▶ [Task description]:
Please render the stretch of the listing below, from the line containing "Identify the stone balustrade, outputting" through the line containing "[[293, 380, 502, 512]]", as a Markdown table with the columns Row and Line. Leave out blank lines.

▶ [Data records]:

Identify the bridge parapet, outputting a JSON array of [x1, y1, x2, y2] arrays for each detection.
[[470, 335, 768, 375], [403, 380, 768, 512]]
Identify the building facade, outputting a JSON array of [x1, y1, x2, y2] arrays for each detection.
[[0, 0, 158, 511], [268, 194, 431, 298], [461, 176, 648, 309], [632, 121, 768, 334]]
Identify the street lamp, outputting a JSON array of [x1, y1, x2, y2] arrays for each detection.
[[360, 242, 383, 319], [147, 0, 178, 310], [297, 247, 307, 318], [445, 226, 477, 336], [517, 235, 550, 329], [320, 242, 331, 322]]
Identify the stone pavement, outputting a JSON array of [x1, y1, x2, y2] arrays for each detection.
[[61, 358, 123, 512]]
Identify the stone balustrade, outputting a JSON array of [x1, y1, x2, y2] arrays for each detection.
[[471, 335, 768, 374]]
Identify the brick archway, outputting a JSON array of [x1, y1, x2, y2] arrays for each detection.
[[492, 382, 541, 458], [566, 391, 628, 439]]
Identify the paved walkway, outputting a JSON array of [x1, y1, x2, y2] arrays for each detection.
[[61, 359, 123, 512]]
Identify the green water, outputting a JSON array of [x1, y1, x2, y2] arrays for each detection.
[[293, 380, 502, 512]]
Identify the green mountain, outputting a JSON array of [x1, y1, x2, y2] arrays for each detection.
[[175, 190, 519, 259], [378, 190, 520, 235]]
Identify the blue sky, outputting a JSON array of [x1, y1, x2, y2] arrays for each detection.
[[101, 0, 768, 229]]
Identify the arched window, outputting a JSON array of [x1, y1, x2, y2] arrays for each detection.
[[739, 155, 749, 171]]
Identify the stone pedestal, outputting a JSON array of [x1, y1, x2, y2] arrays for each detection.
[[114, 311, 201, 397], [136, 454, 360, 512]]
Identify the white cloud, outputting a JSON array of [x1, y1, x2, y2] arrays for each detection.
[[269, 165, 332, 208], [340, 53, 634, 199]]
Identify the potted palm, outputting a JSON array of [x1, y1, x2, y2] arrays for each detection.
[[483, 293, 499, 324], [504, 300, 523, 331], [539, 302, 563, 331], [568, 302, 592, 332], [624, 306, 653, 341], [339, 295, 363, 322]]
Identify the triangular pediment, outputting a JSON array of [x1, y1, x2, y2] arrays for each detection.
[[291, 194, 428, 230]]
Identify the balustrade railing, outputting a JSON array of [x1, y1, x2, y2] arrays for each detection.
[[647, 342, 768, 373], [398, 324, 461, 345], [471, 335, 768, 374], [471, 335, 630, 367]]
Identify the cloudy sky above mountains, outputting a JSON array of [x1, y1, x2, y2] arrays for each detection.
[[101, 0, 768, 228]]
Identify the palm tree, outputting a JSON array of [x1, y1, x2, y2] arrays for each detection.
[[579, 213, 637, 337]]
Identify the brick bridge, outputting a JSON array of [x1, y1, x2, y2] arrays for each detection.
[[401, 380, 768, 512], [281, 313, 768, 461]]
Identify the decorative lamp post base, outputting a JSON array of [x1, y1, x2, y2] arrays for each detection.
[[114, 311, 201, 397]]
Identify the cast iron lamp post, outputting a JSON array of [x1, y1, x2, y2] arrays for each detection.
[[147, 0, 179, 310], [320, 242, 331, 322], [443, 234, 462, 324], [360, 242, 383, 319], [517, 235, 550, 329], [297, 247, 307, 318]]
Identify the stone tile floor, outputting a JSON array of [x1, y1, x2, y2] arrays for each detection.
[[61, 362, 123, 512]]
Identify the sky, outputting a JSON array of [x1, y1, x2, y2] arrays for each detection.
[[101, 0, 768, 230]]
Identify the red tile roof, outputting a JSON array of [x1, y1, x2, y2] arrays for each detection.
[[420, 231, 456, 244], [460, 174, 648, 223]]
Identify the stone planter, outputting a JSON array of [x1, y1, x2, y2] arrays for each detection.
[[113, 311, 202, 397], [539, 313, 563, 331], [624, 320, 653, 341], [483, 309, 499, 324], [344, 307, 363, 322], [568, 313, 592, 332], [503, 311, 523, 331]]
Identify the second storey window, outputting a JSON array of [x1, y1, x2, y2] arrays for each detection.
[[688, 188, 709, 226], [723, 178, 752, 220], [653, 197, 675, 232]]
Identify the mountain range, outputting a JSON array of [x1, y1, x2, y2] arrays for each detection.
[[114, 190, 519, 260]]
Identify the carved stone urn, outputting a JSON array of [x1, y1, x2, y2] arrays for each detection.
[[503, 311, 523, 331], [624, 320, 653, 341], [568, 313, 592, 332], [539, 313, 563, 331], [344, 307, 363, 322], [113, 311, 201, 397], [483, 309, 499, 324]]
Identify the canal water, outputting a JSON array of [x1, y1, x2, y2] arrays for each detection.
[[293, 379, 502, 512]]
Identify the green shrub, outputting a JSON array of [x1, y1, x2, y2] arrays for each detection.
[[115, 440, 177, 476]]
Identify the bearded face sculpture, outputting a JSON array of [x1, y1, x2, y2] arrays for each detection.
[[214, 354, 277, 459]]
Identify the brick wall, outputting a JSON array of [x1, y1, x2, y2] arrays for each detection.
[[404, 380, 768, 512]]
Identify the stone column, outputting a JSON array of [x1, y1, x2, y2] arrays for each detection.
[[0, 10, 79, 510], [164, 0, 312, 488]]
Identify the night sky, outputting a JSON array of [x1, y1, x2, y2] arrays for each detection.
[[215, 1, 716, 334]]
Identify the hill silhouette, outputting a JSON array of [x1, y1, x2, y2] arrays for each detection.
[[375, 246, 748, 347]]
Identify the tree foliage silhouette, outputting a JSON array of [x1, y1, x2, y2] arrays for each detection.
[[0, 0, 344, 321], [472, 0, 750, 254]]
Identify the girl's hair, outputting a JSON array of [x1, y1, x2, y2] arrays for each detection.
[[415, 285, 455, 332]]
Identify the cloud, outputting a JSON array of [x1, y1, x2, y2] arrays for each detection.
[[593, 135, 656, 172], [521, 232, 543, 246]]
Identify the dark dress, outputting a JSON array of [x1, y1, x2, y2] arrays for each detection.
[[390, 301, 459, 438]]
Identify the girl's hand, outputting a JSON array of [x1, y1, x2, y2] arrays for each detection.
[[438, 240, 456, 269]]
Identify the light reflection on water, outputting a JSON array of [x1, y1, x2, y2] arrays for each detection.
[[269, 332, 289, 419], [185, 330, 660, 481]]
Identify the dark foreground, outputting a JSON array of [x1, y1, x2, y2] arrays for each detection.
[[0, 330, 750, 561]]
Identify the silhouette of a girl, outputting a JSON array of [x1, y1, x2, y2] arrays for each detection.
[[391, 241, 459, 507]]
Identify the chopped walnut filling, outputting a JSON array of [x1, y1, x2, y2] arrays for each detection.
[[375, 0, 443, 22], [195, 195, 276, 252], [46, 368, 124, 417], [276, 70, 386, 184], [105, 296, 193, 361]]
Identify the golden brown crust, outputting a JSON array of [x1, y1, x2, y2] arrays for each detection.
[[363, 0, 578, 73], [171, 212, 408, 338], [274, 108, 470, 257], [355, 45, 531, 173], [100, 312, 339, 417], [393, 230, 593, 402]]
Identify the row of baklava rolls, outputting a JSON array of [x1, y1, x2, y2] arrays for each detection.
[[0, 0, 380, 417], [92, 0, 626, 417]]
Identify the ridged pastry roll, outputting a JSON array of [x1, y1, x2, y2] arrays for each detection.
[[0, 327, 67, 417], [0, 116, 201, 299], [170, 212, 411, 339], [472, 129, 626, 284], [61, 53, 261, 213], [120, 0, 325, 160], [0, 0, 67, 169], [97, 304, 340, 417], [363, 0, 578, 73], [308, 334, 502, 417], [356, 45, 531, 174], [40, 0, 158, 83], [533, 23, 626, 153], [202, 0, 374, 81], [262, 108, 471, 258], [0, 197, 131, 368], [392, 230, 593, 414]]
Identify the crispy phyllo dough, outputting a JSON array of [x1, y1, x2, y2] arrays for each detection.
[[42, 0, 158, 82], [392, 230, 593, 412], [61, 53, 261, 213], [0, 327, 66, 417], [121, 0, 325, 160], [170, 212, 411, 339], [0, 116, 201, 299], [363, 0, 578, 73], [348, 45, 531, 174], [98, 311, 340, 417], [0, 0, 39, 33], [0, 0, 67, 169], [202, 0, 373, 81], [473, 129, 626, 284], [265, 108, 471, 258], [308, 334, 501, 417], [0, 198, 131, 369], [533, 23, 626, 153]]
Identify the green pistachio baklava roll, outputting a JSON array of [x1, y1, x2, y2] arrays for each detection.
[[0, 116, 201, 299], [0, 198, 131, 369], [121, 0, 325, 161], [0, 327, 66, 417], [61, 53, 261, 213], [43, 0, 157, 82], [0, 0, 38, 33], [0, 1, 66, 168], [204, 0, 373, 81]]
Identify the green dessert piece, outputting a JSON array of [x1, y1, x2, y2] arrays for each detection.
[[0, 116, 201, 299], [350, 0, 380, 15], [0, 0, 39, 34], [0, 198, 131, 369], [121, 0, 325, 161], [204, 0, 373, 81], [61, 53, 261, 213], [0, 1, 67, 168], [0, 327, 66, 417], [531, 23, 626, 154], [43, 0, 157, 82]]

▶ [Exercise output]:
| Row | Line |
|---|---|
| 1 | Identify the stone balustrade, outputting a JSON array of [x1, y1, x2, y2] arrays for each detection. |
| 2 | [[471, 335, 768, 374]] |
| 3 | Identify the brick archway, outputting a JSON array of [x1, y1, x2, y2] arrays for each detection. |
| 4 | [[492, 382, 541, 458], [566, 391, 628, 439]] |
| 5 | Identify the paved walkway, outputting a JSON array of [x1, y1, x2, y2] arrays for each detection. |
| 6 | [[61, 359, 123, 512]] |
| 7 | Identify the green water, outputting a JSON array of [x1, y1, x2, y2] arrays for each detection. |
| 8 | [[293, 380, 502, 512]] |